PROVIDED TEXT:
#####

A week after a major winter storm buried New York City under more than a foot of snow, residents aren’t just digging out their cars — they’re navigating what looks increasingly like a sanitation nightmare.

Across neighborhoods like the Upper East Side, trash bags are stacked in frozen towers, in some cases rising higher than parked cars. Blackened snowbanks mixed with rotting garbage line the sidewalks. Residents report rats darting between piles. Visitors are greeted not by the sparkle of a winter postcard, but by what one local bluntly called “garbage soup.”

The city’s sanitation department says it’s doing its best, urging patience as crews prioritize snow removal and limited trash collection. But for many New Yorkers, patience ran out days ago.

“It’s very dirty,” said Frederick Radie, a 35-year resident of the city. “Actually, we have people visiting, and it’s a little embarrassing.” For longtime locals, the sight of trash sitting curbside for over a week has become more than an inconvenience — it’s a symbol of a city that seems to be slipping.

Mirys Rosa, 61, said the garbage had been piling up for nearly two weeks in some areas. “So gross, it’s disgusting,” she said, blaming City Hall for failing to get ahead of the crisis.

Even everyday routines have been disrupted. “They usually pick the recycling up on a Monday,” noted Chris Kendal, 38. “It’s Saturday, so it’s almost been a week. Buses are running. The city is operating. I don’t know why they can’t pick it up.”

The Department of Sanitation insists crews are working overtime. In a statement, officials said they are running hundreds of collection trucks daily while also conducting snow operations. Trash and compost are being prioritized, they said, while residents are encouraged to hold off on recycling until service stabilizes.

But the optics are brutal.

#####

Dataset records:
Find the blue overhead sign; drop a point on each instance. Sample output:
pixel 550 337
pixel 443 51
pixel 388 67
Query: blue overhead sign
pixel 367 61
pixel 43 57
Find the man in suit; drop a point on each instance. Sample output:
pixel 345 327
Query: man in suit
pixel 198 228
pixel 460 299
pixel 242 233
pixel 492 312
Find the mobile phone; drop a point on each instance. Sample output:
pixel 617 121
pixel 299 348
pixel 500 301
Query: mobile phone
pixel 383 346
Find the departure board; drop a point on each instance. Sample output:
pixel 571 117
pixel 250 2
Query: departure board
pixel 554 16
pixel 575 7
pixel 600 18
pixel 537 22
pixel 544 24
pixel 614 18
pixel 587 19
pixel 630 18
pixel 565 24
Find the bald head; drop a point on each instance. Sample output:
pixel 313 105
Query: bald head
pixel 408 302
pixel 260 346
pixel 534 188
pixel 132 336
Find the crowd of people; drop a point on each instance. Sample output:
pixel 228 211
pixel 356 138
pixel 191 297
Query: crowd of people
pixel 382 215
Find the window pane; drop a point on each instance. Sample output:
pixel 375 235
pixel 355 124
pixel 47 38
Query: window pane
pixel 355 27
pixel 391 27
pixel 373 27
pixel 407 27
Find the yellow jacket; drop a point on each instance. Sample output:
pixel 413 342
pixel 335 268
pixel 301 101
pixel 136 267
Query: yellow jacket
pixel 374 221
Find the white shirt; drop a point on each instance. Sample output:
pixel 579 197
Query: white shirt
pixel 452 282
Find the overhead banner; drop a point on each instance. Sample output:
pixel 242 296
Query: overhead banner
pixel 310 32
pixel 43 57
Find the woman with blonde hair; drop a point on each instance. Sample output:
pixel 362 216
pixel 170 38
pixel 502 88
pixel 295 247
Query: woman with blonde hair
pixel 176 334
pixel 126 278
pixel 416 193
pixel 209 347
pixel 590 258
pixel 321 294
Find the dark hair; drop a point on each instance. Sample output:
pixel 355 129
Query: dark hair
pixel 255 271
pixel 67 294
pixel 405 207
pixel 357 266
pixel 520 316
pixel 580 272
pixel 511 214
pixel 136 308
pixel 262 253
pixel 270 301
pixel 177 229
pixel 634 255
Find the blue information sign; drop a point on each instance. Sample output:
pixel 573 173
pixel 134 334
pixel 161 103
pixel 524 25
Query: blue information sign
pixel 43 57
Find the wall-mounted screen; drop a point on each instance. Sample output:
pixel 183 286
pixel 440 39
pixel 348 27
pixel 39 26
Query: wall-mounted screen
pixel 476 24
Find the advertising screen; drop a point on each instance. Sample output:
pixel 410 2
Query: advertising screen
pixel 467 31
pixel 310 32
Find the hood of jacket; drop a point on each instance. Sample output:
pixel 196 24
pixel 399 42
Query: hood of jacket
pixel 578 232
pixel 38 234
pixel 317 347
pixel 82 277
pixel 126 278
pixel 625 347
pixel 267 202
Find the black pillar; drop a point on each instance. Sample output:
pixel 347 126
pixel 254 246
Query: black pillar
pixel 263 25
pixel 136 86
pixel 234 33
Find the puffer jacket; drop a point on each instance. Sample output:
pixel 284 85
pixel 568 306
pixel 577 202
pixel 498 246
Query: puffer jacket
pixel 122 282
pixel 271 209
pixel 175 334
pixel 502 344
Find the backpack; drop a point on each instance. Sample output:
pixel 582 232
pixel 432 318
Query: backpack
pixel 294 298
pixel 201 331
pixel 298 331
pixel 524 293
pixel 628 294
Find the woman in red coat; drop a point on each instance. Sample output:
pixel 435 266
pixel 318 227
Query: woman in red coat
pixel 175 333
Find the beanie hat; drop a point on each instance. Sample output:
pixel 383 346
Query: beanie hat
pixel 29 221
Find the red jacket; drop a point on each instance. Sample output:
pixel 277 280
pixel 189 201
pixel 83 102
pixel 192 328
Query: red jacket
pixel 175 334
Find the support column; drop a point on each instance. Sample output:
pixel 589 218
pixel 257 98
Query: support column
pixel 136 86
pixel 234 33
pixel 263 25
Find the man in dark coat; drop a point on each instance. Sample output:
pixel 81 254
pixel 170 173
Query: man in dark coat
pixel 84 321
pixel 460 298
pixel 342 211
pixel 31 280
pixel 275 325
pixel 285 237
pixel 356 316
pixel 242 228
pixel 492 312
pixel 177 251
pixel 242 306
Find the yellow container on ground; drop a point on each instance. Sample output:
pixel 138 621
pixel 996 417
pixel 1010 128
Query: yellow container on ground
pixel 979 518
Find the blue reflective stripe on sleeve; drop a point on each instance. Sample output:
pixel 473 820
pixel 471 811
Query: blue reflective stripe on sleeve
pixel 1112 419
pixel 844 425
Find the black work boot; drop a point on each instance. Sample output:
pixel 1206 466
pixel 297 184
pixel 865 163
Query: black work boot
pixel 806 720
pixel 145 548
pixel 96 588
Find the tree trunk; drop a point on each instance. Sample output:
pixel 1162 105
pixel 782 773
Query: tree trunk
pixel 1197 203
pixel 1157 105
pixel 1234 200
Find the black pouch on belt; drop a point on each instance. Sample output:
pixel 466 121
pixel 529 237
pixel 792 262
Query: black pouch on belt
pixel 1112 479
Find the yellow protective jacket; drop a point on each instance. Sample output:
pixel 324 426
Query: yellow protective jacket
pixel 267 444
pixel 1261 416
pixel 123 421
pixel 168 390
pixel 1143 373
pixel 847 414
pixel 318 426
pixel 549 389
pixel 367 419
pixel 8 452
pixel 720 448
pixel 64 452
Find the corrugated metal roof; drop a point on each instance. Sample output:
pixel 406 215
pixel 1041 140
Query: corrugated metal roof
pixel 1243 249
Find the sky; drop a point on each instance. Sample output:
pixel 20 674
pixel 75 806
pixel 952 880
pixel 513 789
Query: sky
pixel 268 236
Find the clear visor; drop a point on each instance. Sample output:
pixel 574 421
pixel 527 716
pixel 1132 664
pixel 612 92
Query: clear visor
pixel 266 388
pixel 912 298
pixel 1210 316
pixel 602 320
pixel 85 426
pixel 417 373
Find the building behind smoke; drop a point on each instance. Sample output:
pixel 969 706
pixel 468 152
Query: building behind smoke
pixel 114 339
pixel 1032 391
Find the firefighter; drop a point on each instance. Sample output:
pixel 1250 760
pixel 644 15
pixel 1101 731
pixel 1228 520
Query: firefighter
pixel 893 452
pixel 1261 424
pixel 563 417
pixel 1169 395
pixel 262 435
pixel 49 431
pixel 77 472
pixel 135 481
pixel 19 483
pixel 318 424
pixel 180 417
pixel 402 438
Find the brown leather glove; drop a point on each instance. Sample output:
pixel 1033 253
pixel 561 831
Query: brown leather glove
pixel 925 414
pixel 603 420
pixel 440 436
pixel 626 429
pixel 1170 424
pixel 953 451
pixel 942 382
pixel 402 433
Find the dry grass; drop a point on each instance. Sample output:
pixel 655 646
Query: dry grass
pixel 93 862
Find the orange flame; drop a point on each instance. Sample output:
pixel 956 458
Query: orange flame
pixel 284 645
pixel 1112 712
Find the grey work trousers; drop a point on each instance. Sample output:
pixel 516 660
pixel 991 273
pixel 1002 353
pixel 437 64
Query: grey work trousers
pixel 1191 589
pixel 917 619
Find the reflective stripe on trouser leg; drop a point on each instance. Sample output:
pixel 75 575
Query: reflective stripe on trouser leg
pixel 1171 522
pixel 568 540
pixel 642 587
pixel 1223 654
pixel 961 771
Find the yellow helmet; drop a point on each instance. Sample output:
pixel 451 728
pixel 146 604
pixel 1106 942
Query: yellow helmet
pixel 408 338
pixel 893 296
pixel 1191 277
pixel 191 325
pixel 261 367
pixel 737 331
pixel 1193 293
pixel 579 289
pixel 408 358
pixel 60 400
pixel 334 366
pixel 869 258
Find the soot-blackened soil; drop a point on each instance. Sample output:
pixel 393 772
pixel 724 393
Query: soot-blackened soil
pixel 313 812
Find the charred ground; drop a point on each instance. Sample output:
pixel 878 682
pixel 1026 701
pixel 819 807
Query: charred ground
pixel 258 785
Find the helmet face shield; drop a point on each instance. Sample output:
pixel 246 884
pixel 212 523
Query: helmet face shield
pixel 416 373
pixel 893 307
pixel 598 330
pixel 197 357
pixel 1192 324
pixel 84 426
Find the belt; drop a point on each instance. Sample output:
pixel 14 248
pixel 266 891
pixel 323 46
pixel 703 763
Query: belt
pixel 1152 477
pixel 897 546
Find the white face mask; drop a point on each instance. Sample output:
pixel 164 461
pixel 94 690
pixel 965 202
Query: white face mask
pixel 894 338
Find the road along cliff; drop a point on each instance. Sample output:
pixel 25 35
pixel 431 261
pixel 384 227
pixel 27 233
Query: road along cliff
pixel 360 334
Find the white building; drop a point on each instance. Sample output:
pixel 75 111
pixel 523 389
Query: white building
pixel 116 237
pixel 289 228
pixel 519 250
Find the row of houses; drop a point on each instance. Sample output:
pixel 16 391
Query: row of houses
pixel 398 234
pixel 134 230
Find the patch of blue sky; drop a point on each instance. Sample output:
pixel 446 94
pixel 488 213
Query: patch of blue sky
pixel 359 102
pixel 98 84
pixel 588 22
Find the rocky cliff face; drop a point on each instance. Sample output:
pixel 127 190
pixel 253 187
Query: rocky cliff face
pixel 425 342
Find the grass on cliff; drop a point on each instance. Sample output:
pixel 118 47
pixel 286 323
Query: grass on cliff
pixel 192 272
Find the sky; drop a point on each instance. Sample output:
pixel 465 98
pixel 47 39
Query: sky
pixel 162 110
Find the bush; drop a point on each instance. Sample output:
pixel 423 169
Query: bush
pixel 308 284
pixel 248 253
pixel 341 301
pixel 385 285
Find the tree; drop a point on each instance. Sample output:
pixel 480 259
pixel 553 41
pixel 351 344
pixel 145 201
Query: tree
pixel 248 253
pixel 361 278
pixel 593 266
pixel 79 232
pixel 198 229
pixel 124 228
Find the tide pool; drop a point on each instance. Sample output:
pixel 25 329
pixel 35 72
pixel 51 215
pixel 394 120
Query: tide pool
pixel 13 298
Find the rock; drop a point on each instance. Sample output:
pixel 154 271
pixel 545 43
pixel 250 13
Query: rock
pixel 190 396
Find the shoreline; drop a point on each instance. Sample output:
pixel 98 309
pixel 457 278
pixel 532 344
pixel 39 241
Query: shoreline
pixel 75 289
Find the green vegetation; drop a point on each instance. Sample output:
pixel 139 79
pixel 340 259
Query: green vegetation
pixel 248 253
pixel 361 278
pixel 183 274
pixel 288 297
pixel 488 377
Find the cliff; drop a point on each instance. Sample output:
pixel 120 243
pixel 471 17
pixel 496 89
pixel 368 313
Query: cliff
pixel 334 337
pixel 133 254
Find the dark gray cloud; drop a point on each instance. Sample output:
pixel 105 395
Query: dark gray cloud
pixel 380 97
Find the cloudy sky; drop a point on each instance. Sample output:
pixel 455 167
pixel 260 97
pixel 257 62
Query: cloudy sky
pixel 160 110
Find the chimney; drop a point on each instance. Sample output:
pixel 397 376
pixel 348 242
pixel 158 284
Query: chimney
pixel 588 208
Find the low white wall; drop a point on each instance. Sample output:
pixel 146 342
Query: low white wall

#####

ACTION ITEM A:
Return everything from "Even everyday routines" down to "until service stabilizes." in the article on New York City's post-storm trash.
ACTION ITEM B:
In the article on New York City's post-storm trash, what do Department of Sanitation officials encourage residents to do with their recycling?
ACTION ITEM C:
Continue the article on New York City's post-storm trash from its final sentence.
The records above are a separate body of material, apart from the article on New York City's post-storm trash.

ANSWER SECTION A:
Even everyday routines have been disrupted. “They usually pick the recycling up on a Monday,” noted Chris Kendal, 38. “It’s Saturday, so it’s almost been a week. Buses are running. The city is operating. I don’t know why they can’t pick it up.”

The Department of Sanitation insists crews are working overtime. In a statement, officials said they are running hundreds of collection trucks daily while also conducting snow operations. Trash and compost are being prioritized, they said, while residents are encouraged to hold off on recycling until service stabilizes.

ANSWER SECTION B:
Hold off on recycling until service stabilizes.

ANSWER SECTION C:
Actor Michael Rapaport posted a viral video showing a car entombed in a mound of grimy, soot-stained snow. “This poor bastard ain’t getting out until the Spring,” he joked, panning across ice-covered sidewalks and garbage-strewn curbs. In another clip, Rapaport blasted what he described as “filthy black snow, garbage soup, ice rinks on every corner.”

“This is New York City,” he said, noting the scene was just minutes from the mayor’s residence. “Clean it up.”

The frustration is increasingly directed at Mayor Zohran Mamdani, a self-described socialist who took office promising sweeping progressive reforms. Critics argue that governing a city of 8 million requires more than slogans — it requires basic competence.

Online, conservative commentators have seized on the imagery, arguing that the city’s current state reflects what happens when ideology outruns execution. One post summed up the sentiment: a week after a snowstorm, the nation’s largest city resembles “a third-world country with garbage piled everywhere.”

For residents trudging past frozen heaps of trash, the debate is less about politics and more about quality of life. They want clear sidewalks, timely trash pickup, and streets that don’t double as rodent buffets.

New York has endured blizzards before. What’s testing patience now isn’t the snow — it’s the sense that City Hall wasn’t ready for it.

And as the piles continue to grow, so does the anger.